• [Work to be completed]
Only the lines from the one containing "car front wheel." through the end of the entries should be returned, exactly as they are, with the pictures omitted.

• [Data excerpts]
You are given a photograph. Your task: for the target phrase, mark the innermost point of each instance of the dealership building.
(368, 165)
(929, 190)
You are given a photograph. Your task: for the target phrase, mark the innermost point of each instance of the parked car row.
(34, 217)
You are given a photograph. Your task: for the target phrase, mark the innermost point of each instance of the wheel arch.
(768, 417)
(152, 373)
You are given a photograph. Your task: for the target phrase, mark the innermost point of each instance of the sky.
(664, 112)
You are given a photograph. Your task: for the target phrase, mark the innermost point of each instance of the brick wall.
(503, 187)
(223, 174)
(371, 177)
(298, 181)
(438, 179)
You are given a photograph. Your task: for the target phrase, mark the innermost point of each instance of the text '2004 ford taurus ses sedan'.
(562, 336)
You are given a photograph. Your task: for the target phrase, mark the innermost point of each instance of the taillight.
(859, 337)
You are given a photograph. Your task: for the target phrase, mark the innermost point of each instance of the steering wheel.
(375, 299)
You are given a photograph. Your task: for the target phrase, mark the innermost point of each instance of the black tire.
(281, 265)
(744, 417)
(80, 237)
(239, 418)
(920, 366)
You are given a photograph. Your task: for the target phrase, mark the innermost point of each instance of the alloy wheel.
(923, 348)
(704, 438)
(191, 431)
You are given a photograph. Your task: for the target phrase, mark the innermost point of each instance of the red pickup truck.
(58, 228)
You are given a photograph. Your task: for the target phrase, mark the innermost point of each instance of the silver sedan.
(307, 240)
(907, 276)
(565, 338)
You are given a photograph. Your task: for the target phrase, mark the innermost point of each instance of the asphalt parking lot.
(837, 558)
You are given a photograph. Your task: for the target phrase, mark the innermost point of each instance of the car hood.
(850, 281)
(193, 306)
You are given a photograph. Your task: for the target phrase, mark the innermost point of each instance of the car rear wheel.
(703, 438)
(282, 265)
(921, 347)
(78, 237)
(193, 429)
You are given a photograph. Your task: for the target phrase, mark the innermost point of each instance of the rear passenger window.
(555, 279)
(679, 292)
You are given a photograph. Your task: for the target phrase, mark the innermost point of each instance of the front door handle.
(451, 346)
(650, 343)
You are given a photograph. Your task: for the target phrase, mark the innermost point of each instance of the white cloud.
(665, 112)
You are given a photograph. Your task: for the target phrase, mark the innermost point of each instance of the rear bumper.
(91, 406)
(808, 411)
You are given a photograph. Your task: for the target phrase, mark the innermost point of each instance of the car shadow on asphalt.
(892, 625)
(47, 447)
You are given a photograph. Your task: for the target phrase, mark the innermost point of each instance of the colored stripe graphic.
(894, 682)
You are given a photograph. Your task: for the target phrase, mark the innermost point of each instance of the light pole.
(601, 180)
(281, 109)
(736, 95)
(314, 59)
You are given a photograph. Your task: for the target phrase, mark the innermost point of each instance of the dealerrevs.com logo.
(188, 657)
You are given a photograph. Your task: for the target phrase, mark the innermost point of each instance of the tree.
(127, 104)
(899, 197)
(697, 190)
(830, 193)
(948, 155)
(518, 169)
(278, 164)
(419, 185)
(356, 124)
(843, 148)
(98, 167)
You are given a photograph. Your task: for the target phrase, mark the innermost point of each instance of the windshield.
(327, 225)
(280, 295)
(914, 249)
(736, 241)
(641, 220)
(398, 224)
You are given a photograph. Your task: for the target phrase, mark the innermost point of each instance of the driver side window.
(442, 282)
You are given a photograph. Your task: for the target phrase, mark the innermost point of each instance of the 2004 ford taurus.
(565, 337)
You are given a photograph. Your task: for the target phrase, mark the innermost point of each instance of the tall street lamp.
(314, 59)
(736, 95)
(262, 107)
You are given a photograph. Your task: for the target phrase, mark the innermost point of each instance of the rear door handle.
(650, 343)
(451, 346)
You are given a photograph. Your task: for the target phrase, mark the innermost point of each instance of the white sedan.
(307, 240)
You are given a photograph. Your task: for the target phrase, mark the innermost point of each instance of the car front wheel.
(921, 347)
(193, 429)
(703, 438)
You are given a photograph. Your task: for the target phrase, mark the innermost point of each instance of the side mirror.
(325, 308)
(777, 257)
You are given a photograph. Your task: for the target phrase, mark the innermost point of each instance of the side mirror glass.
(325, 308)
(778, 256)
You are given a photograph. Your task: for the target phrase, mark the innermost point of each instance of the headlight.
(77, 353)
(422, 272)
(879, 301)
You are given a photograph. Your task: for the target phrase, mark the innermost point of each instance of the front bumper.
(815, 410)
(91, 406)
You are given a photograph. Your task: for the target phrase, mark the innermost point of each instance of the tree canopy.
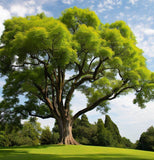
(46, 60)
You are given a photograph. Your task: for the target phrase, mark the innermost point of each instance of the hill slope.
(57, 152)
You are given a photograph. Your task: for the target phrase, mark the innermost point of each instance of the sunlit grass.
(81, 152)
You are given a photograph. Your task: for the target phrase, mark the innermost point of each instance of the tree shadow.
(23, 155)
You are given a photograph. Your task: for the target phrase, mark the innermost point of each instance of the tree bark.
(65, 130)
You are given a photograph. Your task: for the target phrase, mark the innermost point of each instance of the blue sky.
(139, 15)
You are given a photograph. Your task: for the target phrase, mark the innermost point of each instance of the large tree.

• [Answer for the task]
You are given a photograph. Your task: for the target phrase, mark the innermost point of each instance of the car front wheel.
(921, 347)
(193, 429)
(703, 438)
You are given a photograph. Your task: for the target phrase, mark the innermost point of each instance of the side mirror.
(325, 308)
(777, 257)
You are given a photograph. Your task: for the target phrase, mark the innermost point of each instance of the side mirror glass.
(325, 308)
(778, 256)
You are given a photograph. Your task: for the target phrase, mark the innermost point of each instance of the headlight.
(77, 353)
(422, 272)
(879, 301)
You are given a photograph. Your task: for the target phrase, mark the innermost point of each instance of the front bumper.
(815, 410)
(91, 406)
You are given a photograph. Your task: for the target phrase, mark the innermost point of each instance of the tree canopy.
(46, 60)
You are given a photograph. Your task: for the target phrase, mark the innermost point of each instance of the hill slope.
(57, 152)
You are given a photograph. Your task: for the target phrase, mark the innermost point of each instance of the sunlit grass.
(81, 152)
You are given a photograph. Your task: for the target phrase, mark the innermost point of each instance of the tree shadow.
(23, 155)
You are given a photograph. Your task: for the target phrase, mark the innermost point of each instance of the tree bark.
(65, 130)
You are given a photograph. Your task: for the target phrase, mark the innermost point of each instance of the blue sky.
(139, 15)
You are given a photograph. Your task: for the target phrase, mark the innermost point of each instance of the large tree.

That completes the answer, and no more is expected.